What is required: Copy exactly, and only, the lines from the line containing "Q: Locate a point on each instance of the small" through the last line of the records below, both included.

··· Data section ···

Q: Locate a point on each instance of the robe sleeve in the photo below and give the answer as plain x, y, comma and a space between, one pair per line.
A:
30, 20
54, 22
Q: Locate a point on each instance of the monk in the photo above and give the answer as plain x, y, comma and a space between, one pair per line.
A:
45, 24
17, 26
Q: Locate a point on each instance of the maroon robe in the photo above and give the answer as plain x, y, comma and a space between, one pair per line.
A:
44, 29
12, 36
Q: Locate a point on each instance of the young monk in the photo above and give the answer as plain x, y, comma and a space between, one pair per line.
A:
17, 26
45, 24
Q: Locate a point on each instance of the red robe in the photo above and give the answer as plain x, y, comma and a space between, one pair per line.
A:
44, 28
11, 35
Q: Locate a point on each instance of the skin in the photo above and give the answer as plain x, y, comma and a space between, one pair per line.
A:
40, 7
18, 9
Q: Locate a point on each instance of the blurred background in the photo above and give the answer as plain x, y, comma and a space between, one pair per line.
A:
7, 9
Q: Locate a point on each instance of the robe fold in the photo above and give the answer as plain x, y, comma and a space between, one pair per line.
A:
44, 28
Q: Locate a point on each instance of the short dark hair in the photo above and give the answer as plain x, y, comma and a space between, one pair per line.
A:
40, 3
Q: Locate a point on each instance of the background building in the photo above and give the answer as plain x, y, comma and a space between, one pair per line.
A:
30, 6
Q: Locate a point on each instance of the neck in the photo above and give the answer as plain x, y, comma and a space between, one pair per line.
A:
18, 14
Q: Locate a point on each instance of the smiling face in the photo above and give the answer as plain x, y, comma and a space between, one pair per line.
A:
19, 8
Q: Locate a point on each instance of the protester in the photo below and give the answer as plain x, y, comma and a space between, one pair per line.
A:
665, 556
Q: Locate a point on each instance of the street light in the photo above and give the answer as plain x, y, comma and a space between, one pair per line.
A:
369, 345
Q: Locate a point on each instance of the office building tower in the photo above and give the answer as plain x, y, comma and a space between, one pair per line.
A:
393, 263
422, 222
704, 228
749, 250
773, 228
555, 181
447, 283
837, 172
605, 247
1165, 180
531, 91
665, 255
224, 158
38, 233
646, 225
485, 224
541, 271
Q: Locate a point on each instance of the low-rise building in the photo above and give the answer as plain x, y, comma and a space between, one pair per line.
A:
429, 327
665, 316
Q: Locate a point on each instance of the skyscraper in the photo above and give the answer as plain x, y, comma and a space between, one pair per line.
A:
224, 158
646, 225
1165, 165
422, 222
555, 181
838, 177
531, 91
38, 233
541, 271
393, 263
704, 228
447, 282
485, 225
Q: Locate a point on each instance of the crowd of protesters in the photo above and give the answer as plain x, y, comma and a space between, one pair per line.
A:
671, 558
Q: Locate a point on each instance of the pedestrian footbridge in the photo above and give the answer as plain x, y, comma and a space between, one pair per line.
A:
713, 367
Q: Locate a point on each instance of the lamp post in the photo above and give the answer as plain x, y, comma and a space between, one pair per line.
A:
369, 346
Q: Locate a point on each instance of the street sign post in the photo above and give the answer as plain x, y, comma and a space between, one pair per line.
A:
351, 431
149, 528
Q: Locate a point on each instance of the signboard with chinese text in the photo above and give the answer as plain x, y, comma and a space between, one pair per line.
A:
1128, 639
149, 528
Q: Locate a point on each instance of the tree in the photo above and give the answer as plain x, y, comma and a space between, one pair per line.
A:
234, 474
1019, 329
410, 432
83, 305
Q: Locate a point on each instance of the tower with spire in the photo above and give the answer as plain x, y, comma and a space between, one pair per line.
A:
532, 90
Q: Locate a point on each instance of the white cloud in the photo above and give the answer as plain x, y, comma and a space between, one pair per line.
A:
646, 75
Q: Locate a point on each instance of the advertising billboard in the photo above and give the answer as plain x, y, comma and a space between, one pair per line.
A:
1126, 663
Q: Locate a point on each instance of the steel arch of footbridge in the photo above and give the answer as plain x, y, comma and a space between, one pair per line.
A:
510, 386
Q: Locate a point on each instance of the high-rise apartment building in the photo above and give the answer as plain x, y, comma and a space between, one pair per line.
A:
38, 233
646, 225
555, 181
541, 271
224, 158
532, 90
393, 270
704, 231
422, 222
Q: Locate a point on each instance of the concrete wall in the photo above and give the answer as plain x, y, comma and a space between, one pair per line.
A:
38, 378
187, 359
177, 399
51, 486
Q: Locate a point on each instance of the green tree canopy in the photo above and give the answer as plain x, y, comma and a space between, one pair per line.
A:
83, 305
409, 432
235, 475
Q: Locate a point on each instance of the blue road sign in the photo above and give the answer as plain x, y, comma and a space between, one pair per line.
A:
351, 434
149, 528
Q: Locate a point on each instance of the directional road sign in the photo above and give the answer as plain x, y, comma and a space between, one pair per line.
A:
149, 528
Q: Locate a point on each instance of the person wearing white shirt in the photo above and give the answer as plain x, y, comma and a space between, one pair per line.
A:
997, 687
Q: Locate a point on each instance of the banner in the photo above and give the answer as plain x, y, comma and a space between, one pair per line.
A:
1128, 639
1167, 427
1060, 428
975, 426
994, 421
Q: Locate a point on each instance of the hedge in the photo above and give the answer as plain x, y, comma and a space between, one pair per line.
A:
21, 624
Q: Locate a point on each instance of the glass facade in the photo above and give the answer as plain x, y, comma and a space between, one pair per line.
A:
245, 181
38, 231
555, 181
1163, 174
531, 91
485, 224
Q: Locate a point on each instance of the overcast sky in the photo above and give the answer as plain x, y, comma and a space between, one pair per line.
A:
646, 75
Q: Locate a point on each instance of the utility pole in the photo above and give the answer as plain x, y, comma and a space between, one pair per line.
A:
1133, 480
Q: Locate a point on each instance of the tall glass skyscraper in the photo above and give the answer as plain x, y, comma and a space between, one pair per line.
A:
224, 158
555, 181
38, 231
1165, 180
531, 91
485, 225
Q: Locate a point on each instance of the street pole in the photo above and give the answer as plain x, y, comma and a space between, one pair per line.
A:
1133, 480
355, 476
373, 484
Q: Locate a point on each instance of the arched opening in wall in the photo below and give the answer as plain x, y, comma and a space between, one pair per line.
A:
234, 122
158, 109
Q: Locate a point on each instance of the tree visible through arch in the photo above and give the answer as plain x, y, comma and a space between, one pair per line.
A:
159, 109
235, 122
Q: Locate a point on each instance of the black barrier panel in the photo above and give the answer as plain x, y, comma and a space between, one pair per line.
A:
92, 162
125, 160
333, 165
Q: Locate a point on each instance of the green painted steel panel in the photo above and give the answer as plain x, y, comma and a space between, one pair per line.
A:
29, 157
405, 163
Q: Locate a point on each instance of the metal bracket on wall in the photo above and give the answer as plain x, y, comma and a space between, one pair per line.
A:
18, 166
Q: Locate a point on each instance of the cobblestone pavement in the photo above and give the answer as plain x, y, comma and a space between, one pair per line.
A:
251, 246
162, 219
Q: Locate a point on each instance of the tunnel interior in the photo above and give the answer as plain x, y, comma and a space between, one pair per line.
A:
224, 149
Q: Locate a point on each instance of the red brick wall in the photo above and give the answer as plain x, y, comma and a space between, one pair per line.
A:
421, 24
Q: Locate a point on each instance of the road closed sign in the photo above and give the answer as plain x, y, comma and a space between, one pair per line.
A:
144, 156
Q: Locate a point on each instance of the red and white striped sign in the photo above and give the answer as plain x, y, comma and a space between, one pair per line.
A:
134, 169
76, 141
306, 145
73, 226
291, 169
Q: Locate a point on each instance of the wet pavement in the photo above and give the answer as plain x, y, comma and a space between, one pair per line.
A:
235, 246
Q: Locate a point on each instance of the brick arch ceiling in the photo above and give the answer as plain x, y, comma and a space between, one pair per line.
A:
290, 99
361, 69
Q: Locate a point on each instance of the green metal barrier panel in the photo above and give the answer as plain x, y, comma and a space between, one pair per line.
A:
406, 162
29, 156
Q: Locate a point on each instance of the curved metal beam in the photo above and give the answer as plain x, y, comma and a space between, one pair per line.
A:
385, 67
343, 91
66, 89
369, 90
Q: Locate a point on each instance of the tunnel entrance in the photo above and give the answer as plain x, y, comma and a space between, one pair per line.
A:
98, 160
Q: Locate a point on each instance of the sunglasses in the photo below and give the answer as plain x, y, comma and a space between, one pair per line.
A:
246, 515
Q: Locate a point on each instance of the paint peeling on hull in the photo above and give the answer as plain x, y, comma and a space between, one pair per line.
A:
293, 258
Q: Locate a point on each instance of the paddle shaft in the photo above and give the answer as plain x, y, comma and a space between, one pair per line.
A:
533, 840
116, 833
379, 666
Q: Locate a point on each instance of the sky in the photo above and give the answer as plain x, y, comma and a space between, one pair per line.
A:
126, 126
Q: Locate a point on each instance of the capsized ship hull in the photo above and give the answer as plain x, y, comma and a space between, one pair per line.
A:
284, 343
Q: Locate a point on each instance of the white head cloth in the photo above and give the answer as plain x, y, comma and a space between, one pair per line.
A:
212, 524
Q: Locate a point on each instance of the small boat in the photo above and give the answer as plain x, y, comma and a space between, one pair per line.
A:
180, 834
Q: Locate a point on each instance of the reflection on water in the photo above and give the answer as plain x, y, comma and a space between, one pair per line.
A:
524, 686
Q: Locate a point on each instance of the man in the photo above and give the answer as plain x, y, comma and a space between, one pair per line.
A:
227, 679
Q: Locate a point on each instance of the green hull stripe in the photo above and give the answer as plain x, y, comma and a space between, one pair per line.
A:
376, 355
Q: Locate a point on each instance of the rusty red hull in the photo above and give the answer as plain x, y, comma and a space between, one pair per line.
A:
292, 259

···

Exercise output:
Q: Locate a point on each instance of the small boat in the photo above and give the answer as plain x, y, comma and a space between, one pair per line.
A:
180, 834
Q: Locate a point on each instance of the reflection on water in the photo above and give the answer as plain x, y, comma and a space between, one pair per line.
A:
524, 686
Q: Locate a point on each instance of the man in the photo above and give the answer as plain x, y, comma and a space between, one pair per line.
A:
227, 679
Q: Locate a point on each instance of the green hull stripe in the photo above and give the answer as plain x, y, comma and a space between, one pair per line.
A:
376, 355
Q: Locate a point on each instance of the rusty red hull in the photo above and give the answer as plain x, y, comma and a space between, one pair per line.
A:
292, 259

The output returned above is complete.